**Input records:**
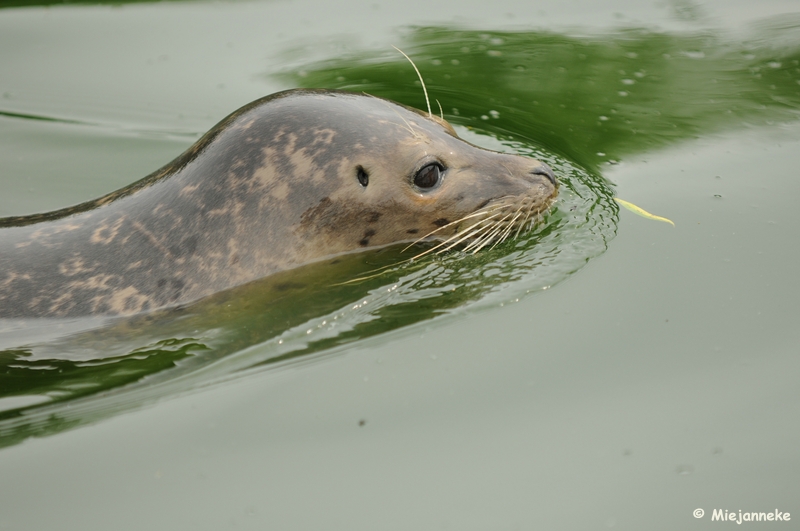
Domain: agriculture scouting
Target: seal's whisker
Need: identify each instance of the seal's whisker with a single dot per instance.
(480, 231)
(524, 223)
(487, 234)
(460, 237)
(408, 125)
(424, 90)
(511, 225)
(474, 214)
(488, 239)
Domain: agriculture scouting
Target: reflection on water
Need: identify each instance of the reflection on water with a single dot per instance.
(91, 374)
(590, 98)
(575, 102)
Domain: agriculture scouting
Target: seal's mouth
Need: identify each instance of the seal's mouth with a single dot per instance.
(495, 221)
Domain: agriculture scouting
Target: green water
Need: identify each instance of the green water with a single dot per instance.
(602, 371)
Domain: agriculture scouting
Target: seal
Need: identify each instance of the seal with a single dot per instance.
(292, 178)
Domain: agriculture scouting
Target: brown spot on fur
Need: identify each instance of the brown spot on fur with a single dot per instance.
(367, 235)
(106, 233)
(73, 266)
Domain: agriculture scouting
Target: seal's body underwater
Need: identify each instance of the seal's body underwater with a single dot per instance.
(286, 180)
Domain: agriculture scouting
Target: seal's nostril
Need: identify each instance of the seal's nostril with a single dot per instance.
(545, 170)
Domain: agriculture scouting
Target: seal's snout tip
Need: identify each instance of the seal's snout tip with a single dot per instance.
(545, 170)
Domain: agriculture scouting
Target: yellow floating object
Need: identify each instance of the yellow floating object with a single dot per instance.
(641, 212)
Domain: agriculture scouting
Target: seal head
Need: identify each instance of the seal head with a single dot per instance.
(292, 178)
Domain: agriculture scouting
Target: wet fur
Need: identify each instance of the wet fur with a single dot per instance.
(271, 187)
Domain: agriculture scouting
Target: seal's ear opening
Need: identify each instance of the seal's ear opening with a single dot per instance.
(362, 176)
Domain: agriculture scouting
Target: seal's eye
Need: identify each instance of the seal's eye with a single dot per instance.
(362, 176)
(429, 176)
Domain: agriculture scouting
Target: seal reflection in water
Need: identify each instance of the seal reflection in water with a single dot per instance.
(286, 180)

**Problem to solve:** Would you please repeat exactly the lines above, starting at the line with "Need: identify each instance of the brown" and stopping at the line with "Target: seal's body underwater", both included?

**Solution below:**
Need: identify each instance of the brown spot on fur with a single dot per instance.
(367, 235)
(106, 233)
(73, 266)
Domain: agriculture scouting
Target: seal's body underwater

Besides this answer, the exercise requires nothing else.